BEGIN RECORDS SUPPLIED

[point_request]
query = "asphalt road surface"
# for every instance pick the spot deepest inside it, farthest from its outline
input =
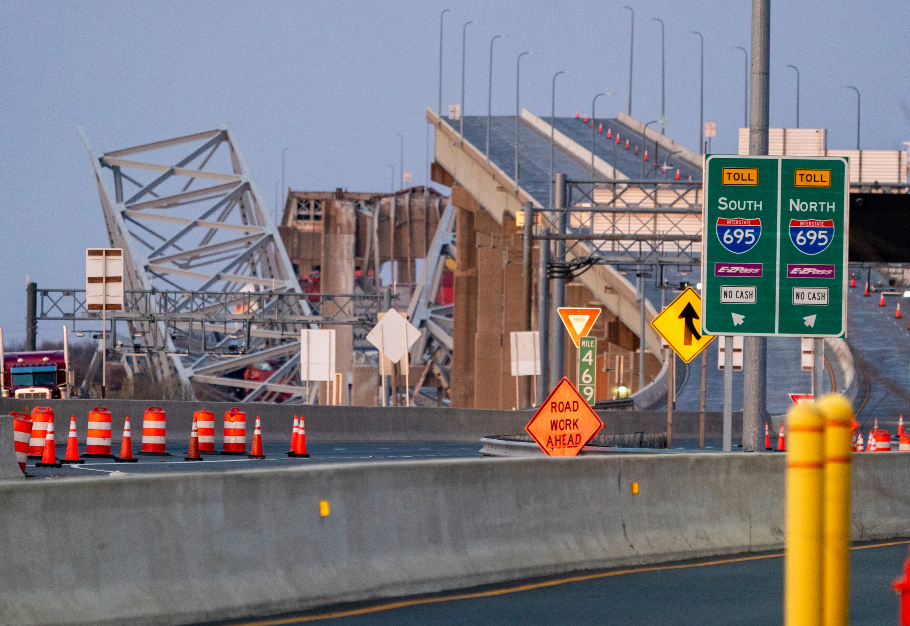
(274, 452)
(742, 590)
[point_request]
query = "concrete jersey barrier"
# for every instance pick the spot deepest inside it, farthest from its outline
(175, 549)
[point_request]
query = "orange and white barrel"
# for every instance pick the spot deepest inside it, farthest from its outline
(235, 432)
(22, 425)
(882, 441)
(41, 417)
(205, 428)
(154, 431)
(98, 433)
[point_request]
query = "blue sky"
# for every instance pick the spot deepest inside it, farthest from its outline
(334, 83)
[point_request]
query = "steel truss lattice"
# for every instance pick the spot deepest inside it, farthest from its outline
(191, 221)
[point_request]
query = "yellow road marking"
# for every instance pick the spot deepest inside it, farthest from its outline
(529, 587)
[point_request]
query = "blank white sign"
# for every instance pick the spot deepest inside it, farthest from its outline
(393, 335)
(525, 353)
(317, 355)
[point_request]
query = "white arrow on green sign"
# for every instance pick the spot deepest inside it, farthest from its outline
(774, 246)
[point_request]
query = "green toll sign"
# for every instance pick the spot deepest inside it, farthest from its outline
(774, 246)
(587, 368)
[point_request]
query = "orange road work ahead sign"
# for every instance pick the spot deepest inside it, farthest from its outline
(578, 321)
(564, 423)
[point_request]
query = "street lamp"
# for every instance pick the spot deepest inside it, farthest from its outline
(464, 35)
(517, 114)
(797, 92)
(401, 161)
(283, 188)
(490, 95)
(746, 80)
(644, 136)
(662, 65)
(857, 111)
(860, 174)
(701, 106)
(552, 137)
(594, 131)
(441, 15)
(631, 49)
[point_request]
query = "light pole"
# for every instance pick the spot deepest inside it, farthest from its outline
(631, 49)
(490, 95)
(401, 161)
(441, 15)
(860, 176)
(644, 135)
(857, 111)
(517, 114)
(594, 131)
(663, 59)
(797, 92)
(746, 96)
(701, 106)
(552, 136)
(283, 188)
(464, 36)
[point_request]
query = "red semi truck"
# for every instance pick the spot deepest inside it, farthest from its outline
(41, 374)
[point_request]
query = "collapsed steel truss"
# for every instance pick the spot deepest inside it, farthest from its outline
(188, 215)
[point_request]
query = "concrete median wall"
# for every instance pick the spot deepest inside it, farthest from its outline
(174, 549)
(354, 424)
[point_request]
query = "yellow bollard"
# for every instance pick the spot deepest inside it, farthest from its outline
(838, 414)
(804, 535)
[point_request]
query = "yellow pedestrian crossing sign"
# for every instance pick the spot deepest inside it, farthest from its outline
(680, 325)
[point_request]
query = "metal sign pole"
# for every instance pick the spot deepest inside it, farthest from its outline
(755, 348)
(103, 323)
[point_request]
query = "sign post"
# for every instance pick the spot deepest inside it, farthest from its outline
(104, 292)
(774, 252)
(587, 368)
(775, 246)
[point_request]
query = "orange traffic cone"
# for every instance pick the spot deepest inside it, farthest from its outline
(256, 452)
(72, 445)
(294, 436)
(49, 458)
(193, 453)
(126, 444)
(300, 450)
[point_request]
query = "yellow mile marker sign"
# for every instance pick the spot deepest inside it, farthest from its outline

END RECORDS SUPPLIED

#### REQUIRED WORK:
Find the lines above with the word "steel". Copy them out.

#### RESULT:
query = "steel truss lattice"
query = "collapsed steel truss"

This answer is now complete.